TO BE DONE:
Rewrite all of the data below as a numbered list, one line per item, and drop any blank lines.

RECORDS SHOWN:

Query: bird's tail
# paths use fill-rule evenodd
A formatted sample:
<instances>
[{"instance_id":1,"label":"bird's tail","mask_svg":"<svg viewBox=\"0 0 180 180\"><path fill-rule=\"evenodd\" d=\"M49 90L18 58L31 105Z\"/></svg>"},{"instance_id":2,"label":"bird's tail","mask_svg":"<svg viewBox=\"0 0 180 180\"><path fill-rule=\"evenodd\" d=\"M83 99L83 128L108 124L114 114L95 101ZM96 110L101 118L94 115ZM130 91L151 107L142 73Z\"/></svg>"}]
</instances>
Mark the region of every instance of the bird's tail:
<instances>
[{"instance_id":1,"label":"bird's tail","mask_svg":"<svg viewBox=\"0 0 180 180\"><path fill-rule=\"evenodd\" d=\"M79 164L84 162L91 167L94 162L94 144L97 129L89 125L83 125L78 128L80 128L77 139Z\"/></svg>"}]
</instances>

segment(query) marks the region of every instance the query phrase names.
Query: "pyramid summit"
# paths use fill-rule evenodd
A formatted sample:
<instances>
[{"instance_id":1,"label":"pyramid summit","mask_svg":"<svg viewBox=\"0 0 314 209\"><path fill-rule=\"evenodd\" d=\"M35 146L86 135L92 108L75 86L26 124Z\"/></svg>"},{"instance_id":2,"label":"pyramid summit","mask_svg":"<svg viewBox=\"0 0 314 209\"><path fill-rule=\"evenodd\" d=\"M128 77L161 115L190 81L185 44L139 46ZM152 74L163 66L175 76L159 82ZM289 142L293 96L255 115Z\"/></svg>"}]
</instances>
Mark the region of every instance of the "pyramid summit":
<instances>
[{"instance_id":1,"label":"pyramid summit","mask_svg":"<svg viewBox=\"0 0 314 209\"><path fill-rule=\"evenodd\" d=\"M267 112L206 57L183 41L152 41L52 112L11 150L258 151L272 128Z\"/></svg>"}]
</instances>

EXERCISE RESULT:
1. Query: bird's tail
2. # paths use fill-rule evenodd
3. A formatted sample:
4. <instances>
5. [{"instance_id":1,"label":"bird's tail","mask_svg":"<svg viewBox=\"0 0 180 180\"><path fill-rule=\"evenodd\" d=\"M49 90L18 58L31 105Z\"/></svg>"},{"instance_id":2,"label":"bird's tail","mask_svg":"<svg viewBox=\"0 0 180 180\"><path fill-rule=\"evenodd\" d=\"M83 99L83 128L108 124L114 114L95 101ZM96 110L101 118L94 115ZM130 91L151 107L142 73Z\"/></svg>"}]
6. </instances>
7. Mark the region of every instance of the bird's tail:
8. <instances>
9. [{"instance_id":1,"label":"bird's tail","mask_svg":"<svg viewBox=\"0 0 180 180\"><path fill-rule=\"evenodd\" d=\"M79 164L84 162L91 167L94 162L94 144L97 129L89 125L83 125L78 128L80 128L77 139Z\"/></svg>"}]
10. </instances>
11. segment(query) marks the region of every instance the query phrase names.
12. Query: "pyramid summit"
13. # paths use fill-rule evenodd
14. A formatted sample:
15. <instances>
16. [{"instance_id":1,"label":"pyramid summit","mask_svg":"<svg viewBox=\"0 0 314 209\"><path fill-rule=\"evenodd\" d=\"M35 146L86 135L92 108L75 86L26 124Z\"/></svg>"},{"instance_id":2,"label":"pyramid summit","mask_svg":"<svg viewBox=\"0 0 314 209\"><path fill-rule=\"evenodd\" d=\"M128 77L161 115L190 81L185 44L139 46ZM152 74L163 66L175 76L159 82ZM289 142L293 96L255 115Z\"/></svg>"}]
17. </instances>
18. Mark the region of every instance of the "pyramid summit":
19. <instances>
20. [{"instance_id":1,"label":"pyramid summit","mask_svg":"<svg viewBox=\"0 0 314 209\"><path fill-rule=\"evenodd\" d=\"M267 112L206 57L183 41L152 41L52 112L11 150L258 151L272 128Z\"/></svg>"}]
21. </instances>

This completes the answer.